Show every line below that contains the word "flag", copying each one in full.

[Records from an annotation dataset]

┄┄┄┄┄┄┄┄┄┄

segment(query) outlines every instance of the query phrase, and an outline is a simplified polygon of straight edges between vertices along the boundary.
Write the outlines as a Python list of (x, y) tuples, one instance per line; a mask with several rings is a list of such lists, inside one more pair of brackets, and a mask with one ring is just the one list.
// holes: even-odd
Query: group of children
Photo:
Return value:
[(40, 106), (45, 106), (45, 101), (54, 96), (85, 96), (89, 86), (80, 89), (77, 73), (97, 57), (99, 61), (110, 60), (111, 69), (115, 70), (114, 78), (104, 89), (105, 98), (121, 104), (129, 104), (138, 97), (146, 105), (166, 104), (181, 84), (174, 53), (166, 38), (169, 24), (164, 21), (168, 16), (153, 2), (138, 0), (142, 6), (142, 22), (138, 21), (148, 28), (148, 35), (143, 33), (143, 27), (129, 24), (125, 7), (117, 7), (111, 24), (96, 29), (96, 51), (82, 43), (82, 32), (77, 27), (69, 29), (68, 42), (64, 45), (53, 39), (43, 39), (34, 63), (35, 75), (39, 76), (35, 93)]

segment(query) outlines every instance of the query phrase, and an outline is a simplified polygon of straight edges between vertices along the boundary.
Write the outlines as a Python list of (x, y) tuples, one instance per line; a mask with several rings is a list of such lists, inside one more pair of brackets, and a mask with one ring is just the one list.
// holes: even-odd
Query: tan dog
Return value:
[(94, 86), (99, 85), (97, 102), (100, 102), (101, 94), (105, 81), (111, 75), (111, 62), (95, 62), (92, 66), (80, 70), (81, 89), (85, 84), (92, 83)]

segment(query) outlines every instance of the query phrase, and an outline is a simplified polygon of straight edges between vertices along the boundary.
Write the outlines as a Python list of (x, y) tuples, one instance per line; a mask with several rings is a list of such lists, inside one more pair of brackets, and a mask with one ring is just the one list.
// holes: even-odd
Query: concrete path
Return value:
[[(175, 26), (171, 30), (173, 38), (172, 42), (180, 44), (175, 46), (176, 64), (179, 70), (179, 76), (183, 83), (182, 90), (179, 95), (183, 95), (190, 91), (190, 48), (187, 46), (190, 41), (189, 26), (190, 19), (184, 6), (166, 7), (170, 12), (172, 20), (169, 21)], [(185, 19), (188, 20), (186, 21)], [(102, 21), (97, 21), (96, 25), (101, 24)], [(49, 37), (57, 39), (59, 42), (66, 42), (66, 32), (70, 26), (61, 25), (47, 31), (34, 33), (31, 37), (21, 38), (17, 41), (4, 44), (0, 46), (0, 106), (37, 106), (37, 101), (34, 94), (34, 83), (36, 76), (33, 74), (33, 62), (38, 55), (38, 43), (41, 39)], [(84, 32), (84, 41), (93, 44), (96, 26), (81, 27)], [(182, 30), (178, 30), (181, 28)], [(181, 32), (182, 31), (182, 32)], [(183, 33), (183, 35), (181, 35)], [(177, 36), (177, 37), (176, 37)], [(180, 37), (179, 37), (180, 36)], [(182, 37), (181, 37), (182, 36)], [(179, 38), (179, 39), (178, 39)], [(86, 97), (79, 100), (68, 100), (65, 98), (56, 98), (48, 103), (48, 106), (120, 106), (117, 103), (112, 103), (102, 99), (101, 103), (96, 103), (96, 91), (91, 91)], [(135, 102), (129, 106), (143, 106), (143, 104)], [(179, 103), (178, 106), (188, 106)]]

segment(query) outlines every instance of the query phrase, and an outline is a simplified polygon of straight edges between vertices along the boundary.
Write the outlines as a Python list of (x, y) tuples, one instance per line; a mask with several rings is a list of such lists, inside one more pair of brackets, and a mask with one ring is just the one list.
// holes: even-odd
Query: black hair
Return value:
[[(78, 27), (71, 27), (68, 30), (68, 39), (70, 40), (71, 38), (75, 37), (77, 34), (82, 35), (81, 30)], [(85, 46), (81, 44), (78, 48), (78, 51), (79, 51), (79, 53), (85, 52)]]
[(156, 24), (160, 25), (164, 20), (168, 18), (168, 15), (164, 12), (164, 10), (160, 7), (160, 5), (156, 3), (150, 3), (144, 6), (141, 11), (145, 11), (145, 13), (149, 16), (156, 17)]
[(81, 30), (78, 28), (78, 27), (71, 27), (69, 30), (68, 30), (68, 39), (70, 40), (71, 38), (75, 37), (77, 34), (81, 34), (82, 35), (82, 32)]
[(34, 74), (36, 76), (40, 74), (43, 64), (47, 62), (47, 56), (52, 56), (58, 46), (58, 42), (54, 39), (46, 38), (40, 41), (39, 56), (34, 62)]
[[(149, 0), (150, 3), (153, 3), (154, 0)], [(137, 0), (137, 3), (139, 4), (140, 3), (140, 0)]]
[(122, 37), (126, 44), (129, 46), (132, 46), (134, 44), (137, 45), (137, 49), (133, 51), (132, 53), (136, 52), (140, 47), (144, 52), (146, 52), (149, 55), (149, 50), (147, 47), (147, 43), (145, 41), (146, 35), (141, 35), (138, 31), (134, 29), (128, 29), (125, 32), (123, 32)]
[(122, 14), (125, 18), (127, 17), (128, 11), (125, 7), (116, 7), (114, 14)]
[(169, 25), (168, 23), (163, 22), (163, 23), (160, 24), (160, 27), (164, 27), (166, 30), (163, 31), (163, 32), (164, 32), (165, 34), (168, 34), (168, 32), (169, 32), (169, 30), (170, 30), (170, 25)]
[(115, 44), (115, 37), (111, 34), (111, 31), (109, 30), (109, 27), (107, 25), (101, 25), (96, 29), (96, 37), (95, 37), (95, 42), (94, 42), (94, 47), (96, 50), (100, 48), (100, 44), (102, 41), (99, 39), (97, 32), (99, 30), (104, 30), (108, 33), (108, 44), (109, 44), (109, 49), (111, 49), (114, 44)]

┄┄┄┄┄┄┄┄┄┄

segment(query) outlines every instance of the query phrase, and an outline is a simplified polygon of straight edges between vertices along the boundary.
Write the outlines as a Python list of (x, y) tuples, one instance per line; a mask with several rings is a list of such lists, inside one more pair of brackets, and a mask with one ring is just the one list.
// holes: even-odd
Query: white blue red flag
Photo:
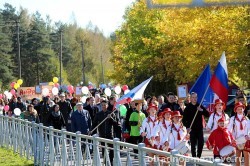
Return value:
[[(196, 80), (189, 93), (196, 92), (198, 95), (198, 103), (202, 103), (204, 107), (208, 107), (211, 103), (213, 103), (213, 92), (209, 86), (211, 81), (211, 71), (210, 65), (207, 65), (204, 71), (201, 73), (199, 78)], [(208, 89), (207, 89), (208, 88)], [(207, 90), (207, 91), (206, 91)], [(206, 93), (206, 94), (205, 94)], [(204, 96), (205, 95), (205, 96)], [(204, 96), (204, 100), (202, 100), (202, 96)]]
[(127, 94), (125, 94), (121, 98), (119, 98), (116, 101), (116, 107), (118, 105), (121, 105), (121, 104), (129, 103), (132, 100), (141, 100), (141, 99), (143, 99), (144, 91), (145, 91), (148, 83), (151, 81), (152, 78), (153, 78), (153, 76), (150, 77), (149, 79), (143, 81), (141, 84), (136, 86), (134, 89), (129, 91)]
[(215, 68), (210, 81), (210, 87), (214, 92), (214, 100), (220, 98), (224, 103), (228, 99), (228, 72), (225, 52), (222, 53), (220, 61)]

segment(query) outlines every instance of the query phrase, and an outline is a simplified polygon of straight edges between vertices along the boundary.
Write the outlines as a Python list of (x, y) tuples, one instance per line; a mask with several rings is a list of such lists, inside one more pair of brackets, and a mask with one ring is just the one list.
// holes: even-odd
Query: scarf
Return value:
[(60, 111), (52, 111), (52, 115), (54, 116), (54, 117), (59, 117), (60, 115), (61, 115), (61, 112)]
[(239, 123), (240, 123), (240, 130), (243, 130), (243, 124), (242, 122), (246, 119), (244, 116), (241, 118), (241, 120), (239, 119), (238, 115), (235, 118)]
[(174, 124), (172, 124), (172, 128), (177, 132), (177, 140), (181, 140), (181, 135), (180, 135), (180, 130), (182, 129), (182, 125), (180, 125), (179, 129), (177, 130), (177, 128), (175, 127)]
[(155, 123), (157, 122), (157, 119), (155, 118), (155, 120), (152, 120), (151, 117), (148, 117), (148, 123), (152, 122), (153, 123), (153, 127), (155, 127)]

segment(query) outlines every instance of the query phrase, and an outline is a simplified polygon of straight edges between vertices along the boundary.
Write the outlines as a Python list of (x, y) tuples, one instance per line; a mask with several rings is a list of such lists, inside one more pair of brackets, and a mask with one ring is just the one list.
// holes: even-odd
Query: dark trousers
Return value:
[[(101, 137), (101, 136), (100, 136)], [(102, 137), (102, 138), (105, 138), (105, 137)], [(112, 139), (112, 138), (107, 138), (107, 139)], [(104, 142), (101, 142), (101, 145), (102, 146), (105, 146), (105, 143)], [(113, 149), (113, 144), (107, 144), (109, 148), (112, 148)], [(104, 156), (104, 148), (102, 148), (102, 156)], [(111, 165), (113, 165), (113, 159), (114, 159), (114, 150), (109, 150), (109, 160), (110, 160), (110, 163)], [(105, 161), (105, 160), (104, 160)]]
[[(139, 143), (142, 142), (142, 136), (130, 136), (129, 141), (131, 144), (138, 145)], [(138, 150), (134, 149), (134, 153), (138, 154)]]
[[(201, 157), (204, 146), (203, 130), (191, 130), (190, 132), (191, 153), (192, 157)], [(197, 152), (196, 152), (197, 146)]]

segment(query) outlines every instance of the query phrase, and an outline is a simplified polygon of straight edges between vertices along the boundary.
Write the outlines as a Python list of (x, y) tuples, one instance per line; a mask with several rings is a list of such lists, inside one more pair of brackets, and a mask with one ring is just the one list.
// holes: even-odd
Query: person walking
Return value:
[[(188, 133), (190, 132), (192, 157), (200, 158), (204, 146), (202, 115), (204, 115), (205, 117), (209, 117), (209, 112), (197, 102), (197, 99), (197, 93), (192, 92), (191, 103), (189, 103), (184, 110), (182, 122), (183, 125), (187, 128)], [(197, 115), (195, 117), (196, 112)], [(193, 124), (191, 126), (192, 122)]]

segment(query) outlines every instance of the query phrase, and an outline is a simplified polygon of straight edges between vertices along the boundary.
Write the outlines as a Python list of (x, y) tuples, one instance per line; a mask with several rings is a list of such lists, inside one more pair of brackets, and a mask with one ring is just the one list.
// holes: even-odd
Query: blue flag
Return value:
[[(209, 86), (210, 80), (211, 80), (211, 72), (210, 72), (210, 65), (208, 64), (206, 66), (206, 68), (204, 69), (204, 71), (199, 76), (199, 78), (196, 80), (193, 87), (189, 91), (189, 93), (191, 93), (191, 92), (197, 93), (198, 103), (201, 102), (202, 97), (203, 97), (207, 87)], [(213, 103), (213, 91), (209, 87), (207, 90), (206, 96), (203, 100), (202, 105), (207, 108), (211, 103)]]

┄┄┄┄┄┄┄┄┄┄

> [Expected output]:
Query: white blue red flag
Query: blue flag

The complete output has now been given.